WRITTEN PROBLEM → Omit the images, then output each of the records below exactly.

RECORDED DATA →
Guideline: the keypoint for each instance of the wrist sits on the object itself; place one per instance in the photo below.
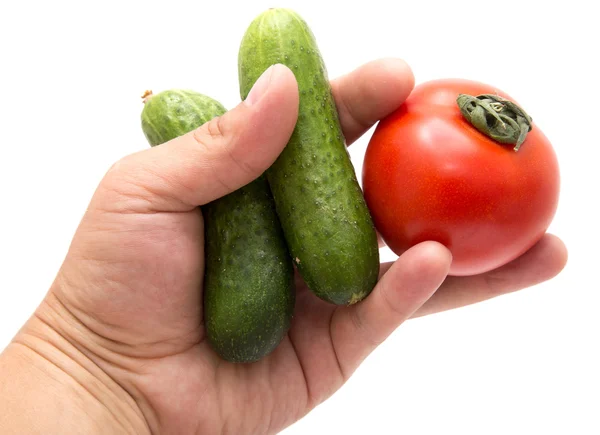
(49, 385)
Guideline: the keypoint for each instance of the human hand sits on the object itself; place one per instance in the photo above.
(124, 316)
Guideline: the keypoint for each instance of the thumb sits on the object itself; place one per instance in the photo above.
(218, 158)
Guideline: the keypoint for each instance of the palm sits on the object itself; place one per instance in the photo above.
(155, 307)
(134, 274)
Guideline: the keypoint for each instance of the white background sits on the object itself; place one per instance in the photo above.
(71, 77)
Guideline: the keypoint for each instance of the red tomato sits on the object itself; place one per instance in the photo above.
(428, 174)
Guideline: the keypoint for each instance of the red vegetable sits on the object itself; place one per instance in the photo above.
(431, 174)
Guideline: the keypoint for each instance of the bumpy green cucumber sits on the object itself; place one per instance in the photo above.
(321, 207)
(249, 290)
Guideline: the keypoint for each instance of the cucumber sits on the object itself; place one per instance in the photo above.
(325, 219)
(249, 291)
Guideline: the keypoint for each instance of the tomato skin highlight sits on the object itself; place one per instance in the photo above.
(428, 174)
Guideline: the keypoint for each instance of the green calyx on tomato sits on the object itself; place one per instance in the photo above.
(430, 173)
(496, 117)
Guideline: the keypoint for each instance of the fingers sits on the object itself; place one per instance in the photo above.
(358, 329)
(541, 263)
(369, 93)
(214, 160)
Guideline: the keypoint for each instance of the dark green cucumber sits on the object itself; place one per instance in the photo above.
(249, 289)
(320, 204)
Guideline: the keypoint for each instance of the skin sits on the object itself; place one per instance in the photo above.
(118, 345)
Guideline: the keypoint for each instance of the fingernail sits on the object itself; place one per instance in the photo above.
(260, 87)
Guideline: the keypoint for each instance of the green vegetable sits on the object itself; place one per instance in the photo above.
(324, 216)
(249, 290)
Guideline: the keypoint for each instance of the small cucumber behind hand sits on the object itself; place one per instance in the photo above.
(324, 216)
(249, 289)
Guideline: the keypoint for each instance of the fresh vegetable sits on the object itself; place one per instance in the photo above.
(461, 163)
(249, 277)
(323, 213)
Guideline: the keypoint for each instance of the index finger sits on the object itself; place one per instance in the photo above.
(370, 93)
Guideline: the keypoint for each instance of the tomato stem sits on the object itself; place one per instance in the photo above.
(496, 117)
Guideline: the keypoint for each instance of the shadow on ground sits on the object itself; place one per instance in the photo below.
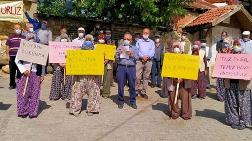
(161, 107)
(43, 106)
(4, 106)
(126, 99)
(213, 114)
(84, 105)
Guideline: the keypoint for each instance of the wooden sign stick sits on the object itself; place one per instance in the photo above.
(26, 81)
(176, 96)
(64, 75)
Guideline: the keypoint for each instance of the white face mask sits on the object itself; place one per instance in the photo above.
(176, 50)
(81, 35)
(101, 41)
(31, 29)
(18, 31)
(183, 37)
(63, 40)
(145, 37)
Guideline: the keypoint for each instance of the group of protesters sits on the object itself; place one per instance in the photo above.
(136, 62)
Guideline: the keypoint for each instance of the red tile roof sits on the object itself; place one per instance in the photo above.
(202, 4)
(211, 15)
(183, 21)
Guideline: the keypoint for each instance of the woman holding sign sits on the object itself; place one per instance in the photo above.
(86, 84)
(29, 84)
(61, 84)
(220, 88)
(180, 92)
(238, 99)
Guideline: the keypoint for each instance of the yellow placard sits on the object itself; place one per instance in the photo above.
(84, 62)
(180, 66)
(109, 50)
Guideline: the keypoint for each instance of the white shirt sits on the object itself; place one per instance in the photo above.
(79, 40)
(28, 66)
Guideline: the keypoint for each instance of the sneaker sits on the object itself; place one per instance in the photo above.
(120, 106)
(238, 127)
(12, 87)
(32, 117)
(194, 96)
(144, 96)
(22, 116)
(134, 106)
(90, 113)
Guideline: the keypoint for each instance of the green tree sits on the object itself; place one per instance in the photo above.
(144, 12)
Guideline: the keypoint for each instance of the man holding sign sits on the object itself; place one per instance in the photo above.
(31, 59)
(87, 66)
(178, 68)
(126, 56)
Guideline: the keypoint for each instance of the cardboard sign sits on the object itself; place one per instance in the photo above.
(84, 62)
(33, 52)
(57, 50)
(233, 66)
(180, 66)
(109, 50)
(11, 11)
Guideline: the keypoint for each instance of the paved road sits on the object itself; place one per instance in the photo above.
(148, 123)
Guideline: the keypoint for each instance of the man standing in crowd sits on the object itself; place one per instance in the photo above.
(185, 44)
(220, 88)
(246, 43)
(81, 34)
(208, 57)
(44, 34)
(126, 57)
(136, 38)
(219, 44)
(156, 64)
(35, 21)
(13, 43)
(146, 48)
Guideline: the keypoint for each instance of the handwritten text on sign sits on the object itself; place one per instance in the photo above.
(33, 52)
(180, 66)
(233, 66)
(57, 50)
(109, 50)
(84, 62)
(11, 11)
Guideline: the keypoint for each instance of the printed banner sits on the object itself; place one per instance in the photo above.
(180, 66)
(84, 62)
(11, 11)
(33, 52)
(233, 66)
(109, 50)
(57, 50)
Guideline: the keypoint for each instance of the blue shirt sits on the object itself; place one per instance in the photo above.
(146, 47)
(35, 22)
(132, 59)
(246, 45)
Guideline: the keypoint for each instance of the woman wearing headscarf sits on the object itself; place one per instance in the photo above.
(225, 48)
(238, 98)
(169, 86)
(86, 84)
(61, 83)
(199, 86)
(28, 95)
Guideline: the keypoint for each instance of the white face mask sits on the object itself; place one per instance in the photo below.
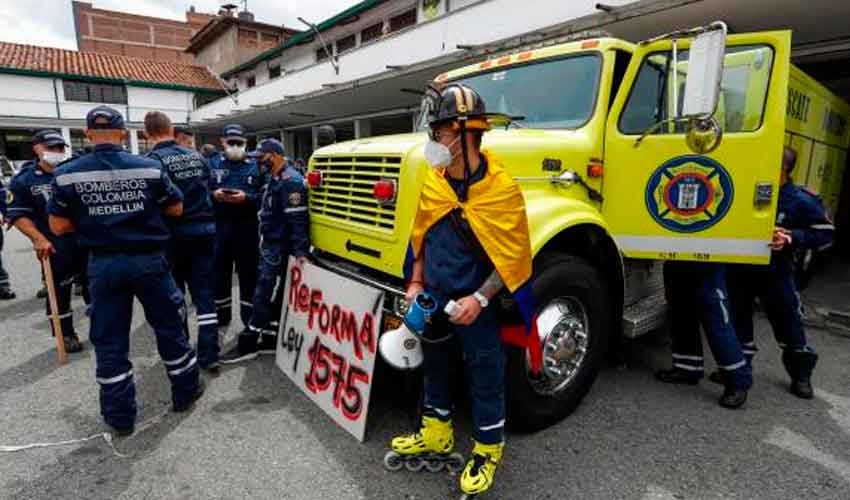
(439, 155)
(234, 153)
(52, 158)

FULL SOLUTION →
Guideline: the keypoint for each instance of the wrist sits on the object itself; place one per instance in the photo below.
(49, 385)
Guideline: the keypoint for each instance of the human hand sits on the object itself; place one per instance in the photo above.
(124, 316)
Guideline: the keypoint for each instance of the thumb sits on the object itself; place one per instance in the photo above.
(218, 158)
Guideline: the keypoint for each instance of the palm sits on the object itself; place one per instance in the photo above.
(155, 307)
(134, 274)
Guideline: the keypoint for each instance of the white background sits on the object itself; place one per instance in the photo above.
(71, 77)
Guideline: the keypoint for each instance of the red tomato sits on the object itself; place one per instance in the photo above.
(428, 174)
Guideline: the keypoint for each instance of the red vegetable sits on the object itself; place one per instance in the photo above.
(431, 174)
Guideline: the keypoint for each instance of the bumpy green cucumber sits on the object itself; place one per instance in the photo above.
(321, 207)
(249, 290)
Guideline: the keypoint for each instance of the cucumber sits on the object itself; place one per instance in the photo above.
(325, 219)
(249, 291)
Guideline: the keypoint for each instance of the tomato skin highlight sits on the object itself; place one per instance in the photo above.
(428, 174)
Guideline: the keypoint for each instance of the green calyx on tomato sits on the object itself; place one per instance in the photo above.
(430, 173)
(496, 117)
Guideline: the keypoint for each instance of the fingers sits on the object itself; place one per instance in the photo above.
(358, 329)
(541, 263)
(369, 93)
(214, 160)
Guideline: the keypoint for each instance of the dark green cucumber sits on the object itself; place one per instance in the photo above.
(249, 289)
(320, 204)
Guideline: the keypoint for each instance of the skin sits on the object itself; place one per instance in the photo above.
(118, 345)
Guideline: the keypoint for each instance of the fingernail sits on the object itself; place one per instance in the photo above.
(260, 87)
Guideline: the keypoint for each instance of the green vegetable sits on the object itself; place one per instance in the photo above.
(324, 216)
(249, 290)
Guideline: the keypoint for each instance of the small cucumber behind hand sits on the object itself; place one per instance in the photo above.
(324, 216)
(249, 289)
Guideline: the keypoint for each instance of the fresh vegetable sits on the object itself; place one per instance in the photo above.
(461, 163)
(249, 277)
(323, 213)
Guideline: the keypoint for each instance of the index finger sits on the object itself; place one per instance in the photo above.
(370, 93)
Guideline: the keypoint for each instance of the tomato stem sits on the object itself; place one per instance in the photo above.
(496, 117)
Guideline: the keypoint for each instance of the shadow on ground sits on the object itself; place one per instance in the photo below.
(161, 107)
(43, 106)
(4, 106)
(126, 99)
(213, 114)
(84, 105)
Guideline: the keypoint for each instance of the wooden sign stick sits on the object itself; place one per instance in the photo above.
(26, 81)
(176, 96)
(64, 75)
Guideline: the keypoint for each instance of the white face mask sits on the object itself; place one per instance in the photo above.
(176, 50)
(81, 35)
(101, 41)
(31, 29)
(18, 31)
(183, 37)
(63, 40)
(145, 37)
Guideline: the keypoint for each instance of the group of protesters sits on the object itself; place one per instance in the photo above.
(136, 62)
Guideline: the keypoint for each instance of the red tile roof sits on the object itself; place one per instance in the photo above.
(202, 4)
(211, 15)
(183, 21)
Guideline: the keypoint for each instance of the woman holding sign sits on the object itself; place one per instance in the photo above.
(86, 84)
(29, 84)
(61, 84)
(220, 88)
(180, 92)
(238, 99)
Guideline: the keypoint for each instance of the yellow placard sits on the object itself; place one per instance in the photo above.
(84, 62)
(180, 66)
(109, 50)
Guideline: the keypoint for each instance of the white shirt sits on the object itself; place one per instance in the photo above.
(79, 40)
(28, 66)
Guideline: the keypoint for each instance of the sneaker sits on the object itself; place one per instance in the photo above.
(120, 106)
(238, 127)
(12, 87)
(32, 117)
(194, 96)
(144, 96)
(22, 116)
(134, 106)
(90, 113)
Guideline: the keypoint for each instance of the green tree sits on the object itself; place one per instance in the photo above.
(144, 12)
Guideline: the keypoint for each instance of the man holding sign sits on the object itself; place one per instance in the photo above.
(31, 59)
(87, 66)
(178, 68)
(126, 56)
Guideline: the keypoint for each instance of the cardboard sign sits on the object itself; place one per instance in the photo above.
(84, 62)
(33, 52)
(57, 50)
(233, 66)
(180, 66)
(109, 50)
(11, 11)
Guideline: the keypoint for each instance of the paved road sits on the object itself; place one per instance in the photo above.
(148, 123)
Guideline: the keypoint for each instance of the man standing in crowd sits on the object itself; place one per instance in the photo above.
(185, 44)
(220, 88)
(246, 43)
(81, 34)
(208, 57)
(44, 34)
(126, 57)
(136, 38)
(219, 44)
(156, 64)
(35, 21)
(13, 43)
(146, 48)
Guideline: the keypoint for each instance of the handwritten text on sign sits on the object itself; place one per instance in the photo above.
(33, 52)
(180, 66)
(233, 66)
(57, 50)
(109, 50)
(84, 62)
(11, 11)
Guideline: the keypoint for each instance of the printed banner sits on the object itself; place one per instance in the photo above.
(180, 66)
(84, 62)
(11, 11)
(33, 52)
(233, 66)
(109, 50)
(57, 50)
Guideline: the keypoint for each instance of the blue shirt sits on the object itself; place one per instance in the photo above.
(146, 47)
(35, 22)
(132, 59)
(246, 45)
Guideline: the keypoint for each instance of the woman wearing headscarf sits on the object itself; place one per instance in the photo above.
(225, 48)
(238, 98)
(169, 86)
(86, 84)
(61, 83)
(199, 86)
(28, 95)
Guideline: the keypoint for each instance of the white face mask sits on the object itself; place one per instance in the photo below.
(439, 155)
(234, 153)
(52, 158)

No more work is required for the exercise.